(Beginning of Source document)

The addition of alcohols has a number of drawbacks. The addition of extraneous monohydric alcohols results in the production of fatty acid esters, which are not normally present in the vegetable oil by-product feed material. The excess monohydric alcohol must be removed in an additional processing step. Additionally, to produce a highly concentrated tocopherol product, the sterols must either be removed by crystallization or by other means. Finally, saponification of the fatty acids requires large amounts of caustic acid for acidulation, which creates excessive salt wastes.
In light of the above, one object of this invention is to provide an efficient method for separating tocols from a tocol-containing mixture.

(End of Source document)
(Beginning of Data excerpts)

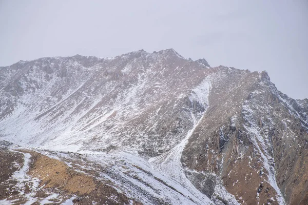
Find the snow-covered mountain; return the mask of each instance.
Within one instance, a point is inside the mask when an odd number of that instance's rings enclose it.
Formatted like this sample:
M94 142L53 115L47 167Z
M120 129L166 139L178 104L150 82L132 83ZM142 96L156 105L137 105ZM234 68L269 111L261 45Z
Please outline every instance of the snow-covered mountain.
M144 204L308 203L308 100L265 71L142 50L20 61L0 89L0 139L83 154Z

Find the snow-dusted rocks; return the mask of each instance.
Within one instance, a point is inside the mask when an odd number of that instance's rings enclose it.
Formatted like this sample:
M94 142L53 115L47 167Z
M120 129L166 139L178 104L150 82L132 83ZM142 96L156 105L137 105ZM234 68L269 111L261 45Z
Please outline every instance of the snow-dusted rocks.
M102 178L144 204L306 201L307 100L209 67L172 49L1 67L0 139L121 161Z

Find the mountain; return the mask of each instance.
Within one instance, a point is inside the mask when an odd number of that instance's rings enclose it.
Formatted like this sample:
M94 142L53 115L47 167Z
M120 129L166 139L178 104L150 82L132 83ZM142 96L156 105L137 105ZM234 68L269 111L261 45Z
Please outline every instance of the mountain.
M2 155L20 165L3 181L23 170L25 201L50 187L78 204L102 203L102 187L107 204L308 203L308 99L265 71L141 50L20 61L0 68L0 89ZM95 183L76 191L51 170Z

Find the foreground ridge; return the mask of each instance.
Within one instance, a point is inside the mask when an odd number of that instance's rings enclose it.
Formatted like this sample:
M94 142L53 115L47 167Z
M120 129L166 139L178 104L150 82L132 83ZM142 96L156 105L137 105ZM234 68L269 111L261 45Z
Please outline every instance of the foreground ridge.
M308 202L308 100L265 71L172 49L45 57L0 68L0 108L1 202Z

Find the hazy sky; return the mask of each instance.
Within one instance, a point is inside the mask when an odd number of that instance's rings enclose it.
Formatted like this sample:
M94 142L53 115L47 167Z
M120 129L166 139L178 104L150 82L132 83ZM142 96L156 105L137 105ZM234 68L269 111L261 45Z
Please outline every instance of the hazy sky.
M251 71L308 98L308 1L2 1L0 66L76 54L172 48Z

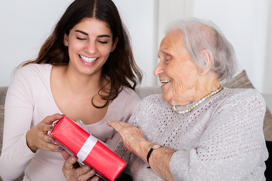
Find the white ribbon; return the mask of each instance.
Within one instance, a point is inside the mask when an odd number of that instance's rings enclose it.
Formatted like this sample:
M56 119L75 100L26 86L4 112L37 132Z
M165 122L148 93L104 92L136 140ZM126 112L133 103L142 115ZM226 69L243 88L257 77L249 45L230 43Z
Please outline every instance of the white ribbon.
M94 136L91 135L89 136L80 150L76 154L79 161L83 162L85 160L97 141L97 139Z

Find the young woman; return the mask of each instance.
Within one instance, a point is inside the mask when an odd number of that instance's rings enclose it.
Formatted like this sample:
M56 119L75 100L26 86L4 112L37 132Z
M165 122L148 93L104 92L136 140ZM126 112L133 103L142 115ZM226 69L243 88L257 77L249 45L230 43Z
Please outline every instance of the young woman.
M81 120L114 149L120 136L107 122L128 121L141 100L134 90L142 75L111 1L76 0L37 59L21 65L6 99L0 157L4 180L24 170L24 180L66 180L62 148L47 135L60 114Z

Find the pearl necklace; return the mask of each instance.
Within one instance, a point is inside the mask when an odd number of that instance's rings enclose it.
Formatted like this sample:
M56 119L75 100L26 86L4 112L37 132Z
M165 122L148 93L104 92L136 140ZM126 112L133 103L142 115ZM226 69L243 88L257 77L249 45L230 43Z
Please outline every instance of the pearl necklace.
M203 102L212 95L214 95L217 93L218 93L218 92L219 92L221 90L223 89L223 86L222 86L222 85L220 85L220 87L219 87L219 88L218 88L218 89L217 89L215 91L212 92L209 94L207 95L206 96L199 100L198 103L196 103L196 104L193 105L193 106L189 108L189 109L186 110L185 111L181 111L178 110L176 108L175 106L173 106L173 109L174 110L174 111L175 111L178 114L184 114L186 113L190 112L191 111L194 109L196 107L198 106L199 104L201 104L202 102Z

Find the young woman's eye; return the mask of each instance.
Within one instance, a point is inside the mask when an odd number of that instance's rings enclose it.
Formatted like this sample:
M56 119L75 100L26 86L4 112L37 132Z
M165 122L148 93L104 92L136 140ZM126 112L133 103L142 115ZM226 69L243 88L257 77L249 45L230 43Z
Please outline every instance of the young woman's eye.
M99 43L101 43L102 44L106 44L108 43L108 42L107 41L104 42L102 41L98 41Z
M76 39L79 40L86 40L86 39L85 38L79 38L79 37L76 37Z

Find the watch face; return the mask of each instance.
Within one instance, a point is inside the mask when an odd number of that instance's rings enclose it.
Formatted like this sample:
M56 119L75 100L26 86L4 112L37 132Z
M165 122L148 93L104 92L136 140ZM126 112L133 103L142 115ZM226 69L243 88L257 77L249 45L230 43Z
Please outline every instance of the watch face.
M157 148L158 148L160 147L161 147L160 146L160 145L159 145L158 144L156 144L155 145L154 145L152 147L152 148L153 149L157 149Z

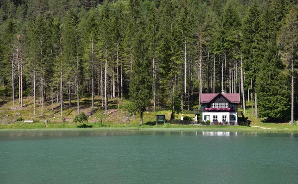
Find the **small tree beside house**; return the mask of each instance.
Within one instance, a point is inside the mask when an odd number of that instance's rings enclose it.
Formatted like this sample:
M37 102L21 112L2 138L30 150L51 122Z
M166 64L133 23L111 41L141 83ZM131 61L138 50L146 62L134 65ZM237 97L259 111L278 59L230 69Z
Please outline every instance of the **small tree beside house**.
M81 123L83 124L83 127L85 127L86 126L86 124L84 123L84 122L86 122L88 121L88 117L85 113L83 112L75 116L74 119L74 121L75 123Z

(End of Data excerpts)
(Beginning of Data excerpts)

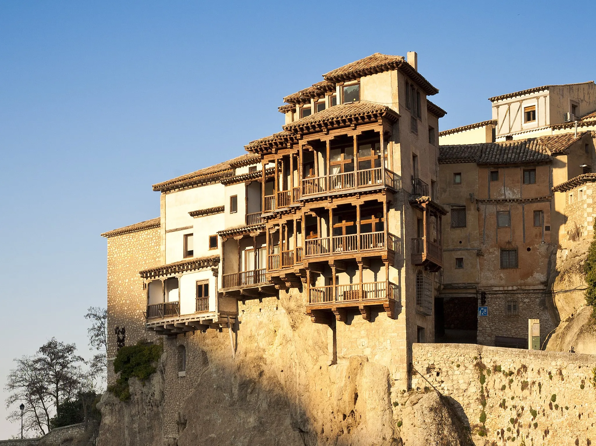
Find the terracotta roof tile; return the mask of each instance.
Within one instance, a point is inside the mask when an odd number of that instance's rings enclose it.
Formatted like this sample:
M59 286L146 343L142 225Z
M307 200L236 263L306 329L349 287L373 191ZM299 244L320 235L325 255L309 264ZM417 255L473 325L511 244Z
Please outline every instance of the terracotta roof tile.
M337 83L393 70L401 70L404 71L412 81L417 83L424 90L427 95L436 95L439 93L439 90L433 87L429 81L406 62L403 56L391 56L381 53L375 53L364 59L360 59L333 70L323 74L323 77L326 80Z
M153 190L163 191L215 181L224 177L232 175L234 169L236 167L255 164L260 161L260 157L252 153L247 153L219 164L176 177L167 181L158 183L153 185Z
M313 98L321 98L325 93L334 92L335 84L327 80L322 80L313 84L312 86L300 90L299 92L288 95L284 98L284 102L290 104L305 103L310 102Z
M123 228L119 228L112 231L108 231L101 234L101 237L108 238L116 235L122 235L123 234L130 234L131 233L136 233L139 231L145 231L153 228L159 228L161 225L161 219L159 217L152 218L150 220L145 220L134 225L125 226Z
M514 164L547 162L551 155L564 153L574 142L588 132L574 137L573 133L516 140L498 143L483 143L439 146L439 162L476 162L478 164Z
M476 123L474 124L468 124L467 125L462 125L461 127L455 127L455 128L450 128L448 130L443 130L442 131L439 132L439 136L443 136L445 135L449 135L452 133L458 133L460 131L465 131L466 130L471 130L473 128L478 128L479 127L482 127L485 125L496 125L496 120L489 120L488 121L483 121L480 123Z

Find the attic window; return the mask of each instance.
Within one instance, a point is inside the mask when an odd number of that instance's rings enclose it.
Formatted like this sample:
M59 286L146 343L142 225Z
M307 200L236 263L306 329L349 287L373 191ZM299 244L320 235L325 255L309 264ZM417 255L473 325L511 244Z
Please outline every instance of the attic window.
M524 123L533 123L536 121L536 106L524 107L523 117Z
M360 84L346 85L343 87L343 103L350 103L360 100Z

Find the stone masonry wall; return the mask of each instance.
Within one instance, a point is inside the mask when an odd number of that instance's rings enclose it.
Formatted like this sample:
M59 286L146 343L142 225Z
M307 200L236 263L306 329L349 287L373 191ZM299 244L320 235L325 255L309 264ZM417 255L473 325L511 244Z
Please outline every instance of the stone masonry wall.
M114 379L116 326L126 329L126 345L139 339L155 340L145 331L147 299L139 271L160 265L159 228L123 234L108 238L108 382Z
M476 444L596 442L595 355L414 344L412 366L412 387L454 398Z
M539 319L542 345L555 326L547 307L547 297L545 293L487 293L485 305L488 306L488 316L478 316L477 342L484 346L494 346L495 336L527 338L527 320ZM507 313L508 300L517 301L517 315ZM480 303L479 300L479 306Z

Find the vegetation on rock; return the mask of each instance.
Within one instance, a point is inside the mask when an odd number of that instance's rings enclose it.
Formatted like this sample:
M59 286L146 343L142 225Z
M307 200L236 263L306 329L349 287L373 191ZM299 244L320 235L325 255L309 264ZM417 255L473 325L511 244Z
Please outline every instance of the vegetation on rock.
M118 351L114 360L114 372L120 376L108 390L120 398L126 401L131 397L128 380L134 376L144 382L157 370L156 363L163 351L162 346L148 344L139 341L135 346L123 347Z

(End of Data excerpts)

**Exercise set**
[1] From the excerpt on tocol separation, copy the stretch from "The addition of alcohols" through "excessive salt wastes.".
[2] Answer these questions from the excerpt on tocol separation:
(a) What does the addition of extraneous monohydric alcohols produce?
(b) What does saponification of the fatty acids require large amounts of for acidulation?
(c) What is one stated object of the invention?

**Solved problems**
[1]
The addition of alcohols has a number of drawbacks. The addition of extraneous monohydric alcohols results in the production of fatty acid esters, which are not normally present in the vegetable oil by-product feed material. The excess monohydric alcohol must be removed in an additional processing step. Additionally, to produce a highly concentrated tocopherol product, the sterols must either be removed by crystallization or by other means. Finally, saponification of the fatty acids requires large amounts of caustic acid for acidulation, which creates excessive salt wastes.

[2]
(a) Fatty acid esters
(b) Caustic acid
(c) To provide an efficient method for separating tocols from a tocol-containing mixture